* WORK TASK
Only certain lines below are wanted: those starting at the line containing "Query: silver pendant necklace" and ending at the line containing "pixel 229 610", both included, each retyped exactly.

* MATERIAL FOR THE TASK
++++

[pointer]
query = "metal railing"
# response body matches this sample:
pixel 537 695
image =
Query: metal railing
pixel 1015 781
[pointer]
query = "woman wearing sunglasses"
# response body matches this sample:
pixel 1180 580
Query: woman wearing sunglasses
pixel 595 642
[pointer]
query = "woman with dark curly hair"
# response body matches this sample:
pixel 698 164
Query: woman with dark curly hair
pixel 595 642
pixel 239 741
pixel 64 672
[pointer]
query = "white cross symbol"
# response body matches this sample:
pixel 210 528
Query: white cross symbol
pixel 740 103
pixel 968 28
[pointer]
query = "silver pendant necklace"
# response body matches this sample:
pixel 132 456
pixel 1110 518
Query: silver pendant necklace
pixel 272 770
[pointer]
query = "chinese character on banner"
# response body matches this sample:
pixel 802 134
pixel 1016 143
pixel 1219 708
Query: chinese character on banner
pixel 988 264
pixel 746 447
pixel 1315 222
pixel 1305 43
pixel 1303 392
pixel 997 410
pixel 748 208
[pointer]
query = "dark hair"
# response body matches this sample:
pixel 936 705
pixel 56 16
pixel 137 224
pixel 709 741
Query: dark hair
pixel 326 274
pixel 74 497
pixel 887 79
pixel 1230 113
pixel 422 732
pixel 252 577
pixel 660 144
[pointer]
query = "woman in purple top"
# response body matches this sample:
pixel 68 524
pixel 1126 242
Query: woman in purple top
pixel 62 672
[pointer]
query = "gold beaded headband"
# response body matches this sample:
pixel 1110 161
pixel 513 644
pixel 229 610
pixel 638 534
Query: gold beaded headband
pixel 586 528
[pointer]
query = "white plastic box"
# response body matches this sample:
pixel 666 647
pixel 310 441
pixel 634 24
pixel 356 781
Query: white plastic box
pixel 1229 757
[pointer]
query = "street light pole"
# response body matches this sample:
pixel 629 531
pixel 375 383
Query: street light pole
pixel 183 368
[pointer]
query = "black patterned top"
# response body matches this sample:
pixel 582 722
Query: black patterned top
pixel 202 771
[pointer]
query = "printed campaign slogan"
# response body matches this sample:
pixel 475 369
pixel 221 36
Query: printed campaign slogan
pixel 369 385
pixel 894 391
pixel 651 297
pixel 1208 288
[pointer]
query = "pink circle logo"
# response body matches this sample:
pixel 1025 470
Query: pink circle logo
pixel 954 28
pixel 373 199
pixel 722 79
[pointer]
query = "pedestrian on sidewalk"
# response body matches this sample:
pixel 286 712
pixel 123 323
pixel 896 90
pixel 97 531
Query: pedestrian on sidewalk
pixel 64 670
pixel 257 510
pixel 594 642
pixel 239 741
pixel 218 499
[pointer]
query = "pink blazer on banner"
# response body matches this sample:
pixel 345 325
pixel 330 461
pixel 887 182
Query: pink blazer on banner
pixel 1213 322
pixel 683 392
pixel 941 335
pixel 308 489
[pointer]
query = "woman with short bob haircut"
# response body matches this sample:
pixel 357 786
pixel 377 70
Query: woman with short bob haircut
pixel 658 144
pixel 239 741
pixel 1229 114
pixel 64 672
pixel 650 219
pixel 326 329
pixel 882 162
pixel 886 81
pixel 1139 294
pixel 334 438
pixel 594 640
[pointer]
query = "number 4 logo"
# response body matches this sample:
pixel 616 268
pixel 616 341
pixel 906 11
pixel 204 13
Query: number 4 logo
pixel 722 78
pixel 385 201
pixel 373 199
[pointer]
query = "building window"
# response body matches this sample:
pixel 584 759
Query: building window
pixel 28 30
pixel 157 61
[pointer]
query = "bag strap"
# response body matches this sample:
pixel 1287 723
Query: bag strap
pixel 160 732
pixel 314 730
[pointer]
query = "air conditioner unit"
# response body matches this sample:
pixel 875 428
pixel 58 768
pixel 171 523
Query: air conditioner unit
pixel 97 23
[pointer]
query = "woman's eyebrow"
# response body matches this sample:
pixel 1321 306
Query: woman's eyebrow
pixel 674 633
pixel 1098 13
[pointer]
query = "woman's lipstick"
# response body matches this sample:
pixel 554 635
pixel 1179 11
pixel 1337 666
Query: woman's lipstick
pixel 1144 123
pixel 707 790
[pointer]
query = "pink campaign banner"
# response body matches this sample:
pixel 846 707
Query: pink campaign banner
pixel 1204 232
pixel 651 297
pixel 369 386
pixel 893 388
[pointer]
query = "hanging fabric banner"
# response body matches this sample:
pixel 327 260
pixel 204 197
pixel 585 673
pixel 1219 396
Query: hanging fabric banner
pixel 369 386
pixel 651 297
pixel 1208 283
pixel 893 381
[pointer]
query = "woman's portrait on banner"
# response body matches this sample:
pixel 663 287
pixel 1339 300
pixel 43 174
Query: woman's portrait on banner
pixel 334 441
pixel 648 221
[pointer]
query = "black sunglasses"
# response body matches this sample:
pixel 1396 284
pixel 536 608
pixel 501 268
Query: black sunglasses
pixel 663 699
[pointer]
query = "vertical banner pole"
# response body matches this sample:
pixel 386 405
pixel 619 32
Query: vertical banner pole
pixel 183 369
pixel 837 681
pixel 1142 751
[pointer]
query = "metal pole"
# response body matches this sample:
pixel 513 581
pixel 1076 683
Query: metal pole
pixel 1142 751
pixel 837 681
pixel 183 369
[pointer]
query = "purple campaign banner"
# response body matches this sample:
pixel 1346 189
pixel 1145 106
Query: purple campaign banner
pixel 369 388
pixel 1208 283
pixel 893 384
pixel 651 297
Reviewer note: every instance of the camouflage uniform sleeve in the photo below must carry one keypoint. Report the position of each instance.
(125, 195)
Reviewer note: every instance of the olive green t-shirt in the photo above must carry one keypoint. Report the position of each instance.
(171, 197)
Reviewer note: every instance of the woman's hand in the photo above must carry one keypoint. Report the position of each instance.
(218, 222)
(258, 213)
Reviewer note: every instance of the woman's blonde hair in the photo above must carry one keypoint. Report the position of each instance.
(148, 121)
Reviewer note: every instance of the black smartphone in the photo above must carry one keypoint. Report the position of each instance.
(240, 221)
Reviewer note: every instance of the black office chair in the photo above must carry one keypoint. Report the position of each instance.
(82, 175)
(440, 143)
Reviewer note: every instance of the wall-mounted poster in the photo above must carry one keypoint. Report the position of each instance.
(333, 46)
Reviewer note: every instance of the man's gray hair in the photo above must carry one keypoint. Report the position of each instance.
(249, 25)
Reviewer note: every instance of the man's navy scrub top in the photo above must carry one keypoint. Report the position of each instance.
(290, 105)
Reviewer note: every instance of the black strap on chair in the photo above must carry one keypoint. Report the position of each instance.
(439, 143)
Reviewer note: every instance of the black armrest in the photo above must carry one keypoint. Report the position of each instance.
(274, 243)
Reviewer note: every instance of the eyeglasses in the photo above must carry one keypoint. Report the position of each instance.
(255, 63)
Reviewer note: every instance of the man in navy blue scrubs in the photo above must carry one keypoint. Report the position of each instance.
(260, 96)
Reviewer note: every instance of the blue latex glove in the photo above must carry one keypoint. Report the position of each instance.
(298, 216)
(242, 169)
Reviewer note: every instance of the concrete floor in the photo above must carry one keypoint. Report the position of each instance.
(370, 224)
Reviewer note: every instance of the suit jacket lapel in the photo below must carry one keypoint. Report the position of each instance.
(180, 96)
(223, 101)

++++

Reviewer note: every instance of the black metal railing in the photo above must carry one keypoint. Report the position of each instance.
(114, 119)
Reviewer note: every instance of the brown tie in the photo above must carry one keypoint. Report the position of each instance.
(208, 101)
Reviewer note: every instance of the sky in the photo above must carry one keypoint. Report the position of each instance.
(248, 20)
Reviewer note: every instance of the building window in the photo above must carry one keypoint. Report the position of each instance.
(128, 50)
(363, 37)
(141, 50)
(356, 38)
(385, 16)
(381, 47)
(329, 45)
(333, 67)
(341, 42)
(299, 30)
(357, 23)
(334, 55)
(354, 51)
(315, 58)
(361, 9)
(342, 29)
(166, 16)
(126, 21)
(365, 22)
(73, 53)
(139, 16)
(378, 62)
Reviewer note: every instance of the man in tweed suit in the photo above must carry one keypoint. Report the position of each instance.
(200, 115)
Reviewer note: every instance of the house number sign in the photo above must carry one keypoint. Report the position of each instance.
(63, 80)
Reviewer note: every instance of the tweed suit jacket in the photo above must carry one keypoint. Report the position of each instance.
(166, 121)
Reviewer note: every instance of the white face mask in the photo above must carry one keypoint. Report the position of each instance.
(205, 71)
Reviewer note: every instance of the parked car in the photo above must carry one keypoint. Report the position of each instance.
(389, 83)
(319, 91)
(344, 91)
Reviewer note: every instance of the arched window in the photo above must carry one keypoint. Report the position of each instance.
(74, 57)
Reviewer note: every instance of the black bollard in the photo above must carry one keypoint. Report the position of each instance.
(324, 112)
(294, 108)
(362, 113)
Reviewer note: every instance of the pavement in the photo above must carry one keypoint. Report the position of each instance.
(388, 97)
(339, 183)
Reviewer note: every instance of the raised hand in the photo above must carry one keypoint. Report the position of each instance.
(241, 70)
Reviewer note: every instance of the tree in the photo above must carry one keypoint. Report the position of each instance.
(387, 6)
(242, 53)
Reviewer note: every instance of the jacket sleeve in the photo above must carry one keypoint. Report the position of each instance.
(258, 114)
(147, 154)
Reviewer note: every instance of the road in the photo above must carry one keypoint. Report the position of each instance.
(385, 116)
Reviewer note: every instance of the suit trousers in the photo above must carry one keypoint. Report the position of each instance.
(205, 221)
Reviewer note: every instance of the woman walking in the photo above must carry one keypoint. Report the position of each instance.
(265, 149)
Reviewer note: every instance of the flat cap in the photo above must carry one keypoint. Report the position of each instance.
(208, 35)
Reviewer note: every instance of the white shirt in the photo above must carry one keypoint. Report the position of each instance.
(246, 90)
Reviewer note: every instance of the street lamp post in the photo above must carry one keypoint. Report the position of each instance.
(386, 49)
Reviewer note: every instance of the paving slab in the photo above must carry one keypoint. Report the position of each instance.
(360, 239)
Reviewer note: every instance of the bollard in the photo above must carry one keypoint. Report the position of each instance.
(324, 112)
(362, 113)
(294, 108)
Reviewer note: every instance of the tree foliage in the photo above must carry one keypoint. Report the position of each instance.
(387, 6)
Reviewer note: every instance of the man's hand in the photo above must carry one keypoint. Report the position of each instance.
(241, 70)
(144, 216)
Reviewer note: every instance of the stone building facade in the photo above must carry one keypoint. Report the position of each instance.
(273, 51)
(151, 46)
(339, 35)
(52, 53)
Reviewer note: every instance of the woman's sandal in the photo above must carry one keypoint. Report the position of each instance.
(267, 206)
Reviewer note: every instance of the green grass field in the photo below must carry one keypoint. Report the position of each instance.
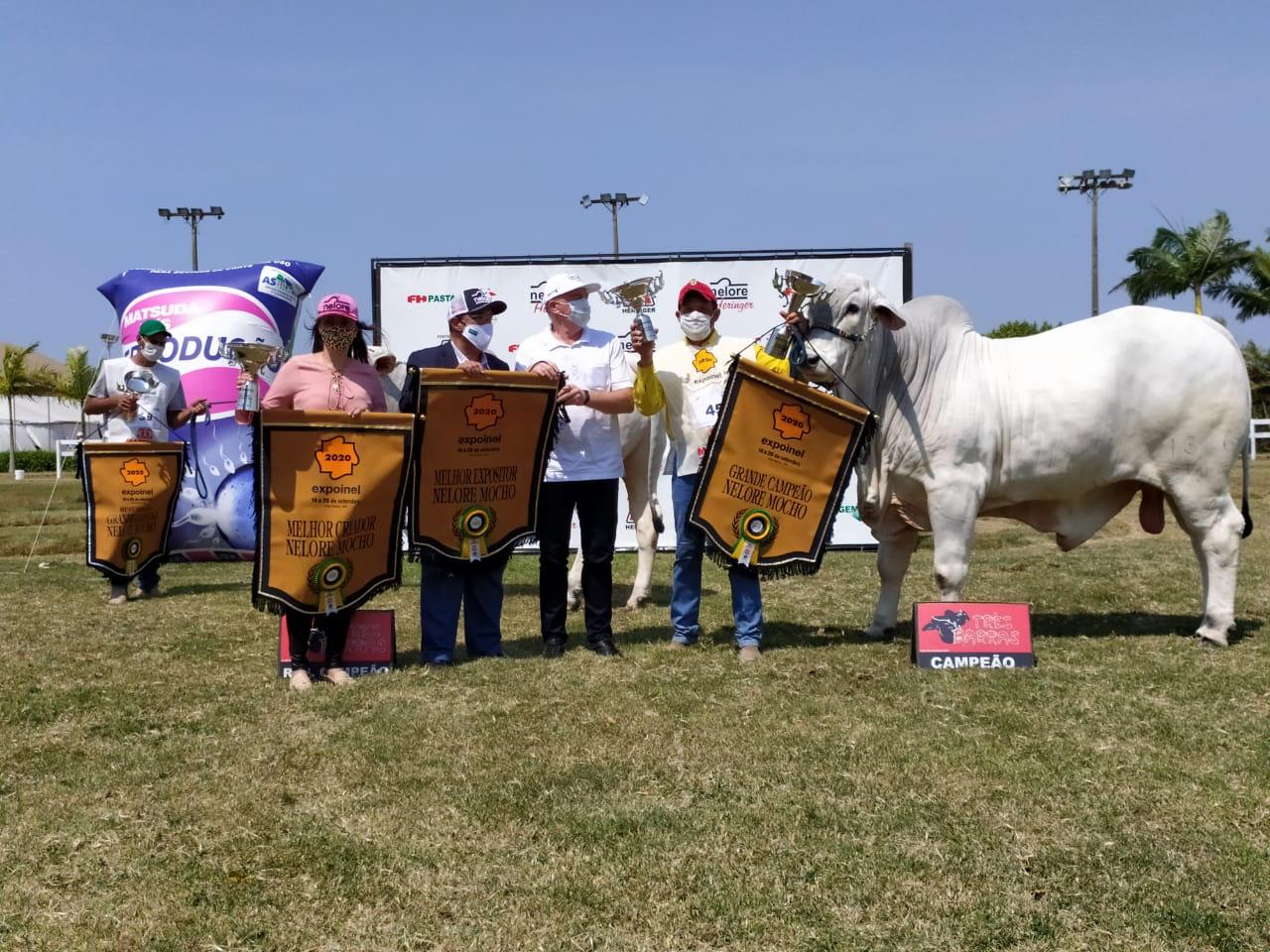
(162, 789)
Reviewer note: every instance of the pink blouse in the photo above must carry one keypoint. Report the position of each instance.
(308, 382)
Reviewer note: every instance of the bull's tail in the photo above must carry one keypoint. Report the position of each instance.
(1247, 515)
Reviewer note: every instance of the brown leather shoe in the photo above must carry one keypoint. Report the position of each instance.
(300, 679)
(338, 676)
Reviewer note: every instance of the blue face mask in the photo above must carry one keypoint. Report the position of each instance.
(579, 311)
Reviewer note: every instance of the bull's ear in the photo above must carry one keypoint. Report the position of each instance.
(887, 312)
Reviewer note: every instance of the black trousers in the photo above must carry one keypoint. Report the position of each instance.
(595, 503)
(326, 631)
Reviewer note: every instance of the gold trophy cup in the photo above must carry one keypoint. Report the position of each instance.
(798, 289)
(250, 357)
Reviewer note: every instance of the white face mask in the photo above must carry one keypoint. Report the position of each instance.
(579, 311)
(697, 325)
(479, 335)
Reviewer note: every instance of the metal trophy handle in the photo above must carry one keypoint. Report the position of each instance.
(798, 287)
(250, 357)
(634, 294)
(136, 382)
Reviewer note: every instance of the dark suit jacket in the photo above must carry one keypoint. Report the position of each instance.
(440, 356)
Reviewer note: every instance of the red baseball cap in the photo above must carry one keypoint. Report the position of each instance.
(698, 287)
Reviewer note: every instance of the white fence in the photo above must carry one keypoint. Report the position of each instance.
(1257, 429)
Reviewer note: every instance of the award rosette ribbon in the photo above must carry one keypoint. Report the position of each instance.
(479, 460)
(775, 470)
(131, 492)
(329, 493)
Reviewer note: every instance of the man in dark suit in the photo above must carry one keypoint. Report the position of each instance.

++++

* REPLY TO THE TASK
Query: silver pendant necklace
pixel 272 770
[pointer]
query = "chinese character on banner"
# response body matches this sample:
pixel 802 134
pixel 1016 143
pixel 1219 708
Query: chinese character on banner
pixel 988 264
pixel 746 447
pixel 1315 222
pixel 1305 43
pixel 1303 392
pixel 997 410
pixel 748 208
[pointer]
query = "dark hair"
# response body matches this sample:
pixel 936 705
pixel 56 16
pixel 137 224
pixel 709 741
Query: dark hair
pixel 326 274
pixel 74 497
pixel 887 79
pixel 1230 113
pixel 422 732
pixel 252 577
pixel 660 144
[pointer]
query = "woman in purple top"
# response body matches this sample:
pixel 68 524
pixel 1126 242
Query: woman in purple top
pixel 62 672
[pointer]
query = "gold beaded headband"
# response body matches this sample:
pixel 1110 161
pixel 513 644
pixel 229 610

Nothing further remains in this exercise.